[Start]

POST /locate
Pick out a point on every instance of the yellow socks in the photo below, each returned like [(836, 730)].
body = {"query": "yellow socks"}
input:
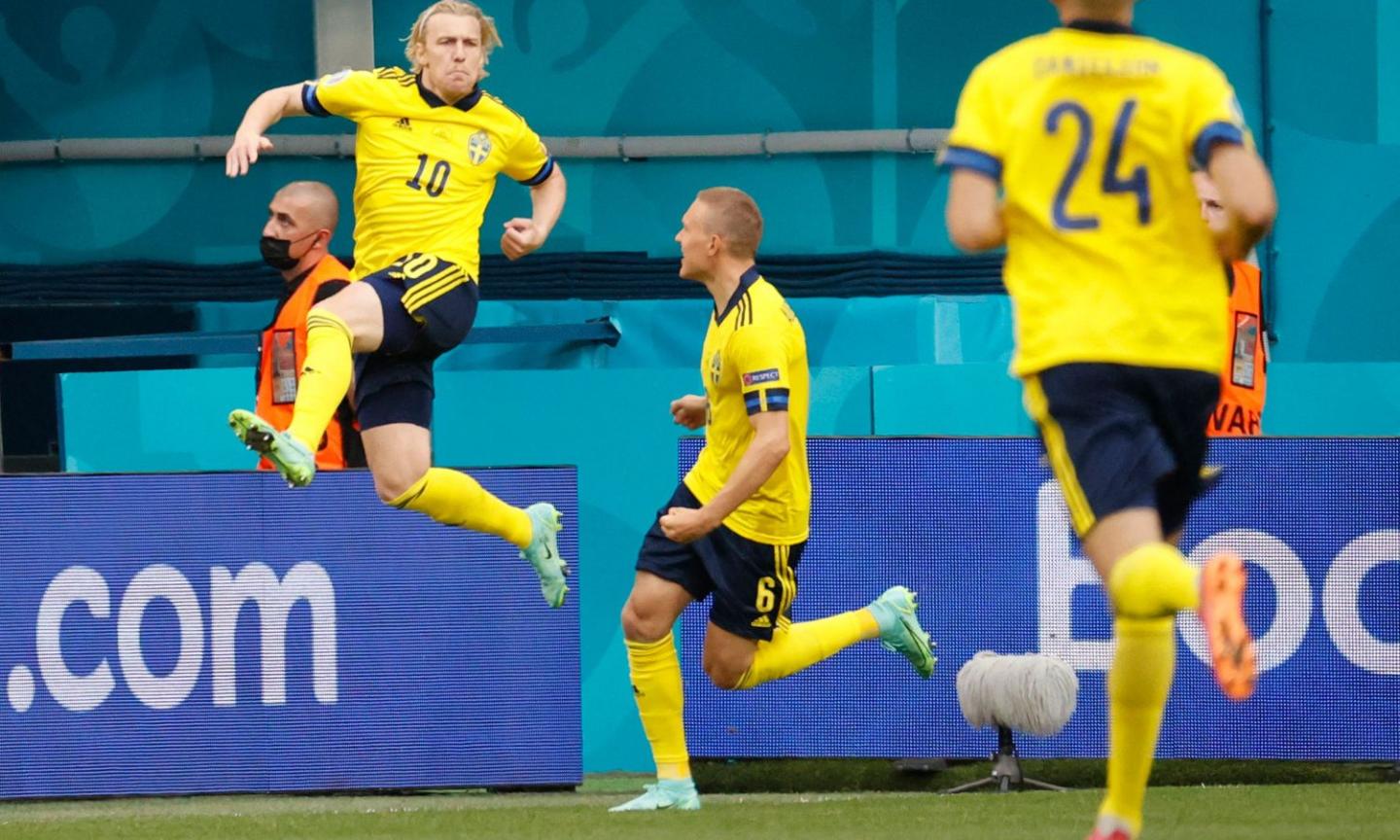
[(655, 684), (798, 646), (1138, 683), (455, 499), (1147, 588), (325, 377), (1152, 581)]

[End]

▶ _PROBLEM DESCRIPTION_
Could you quote all of the material above line for line, without the pictures?

▶ _ANSWER TO THIS EXERCISE_
POST /locate
Pick out a point on every instance of the yellow socks in the photo below, each returned like [(836, 730)].
body = {"query": "yellow socks"}
input:
[(655, 684), (798, 646), (1138, 683), (455, 499), (1147, 588), (325, 377), (1152, 581)]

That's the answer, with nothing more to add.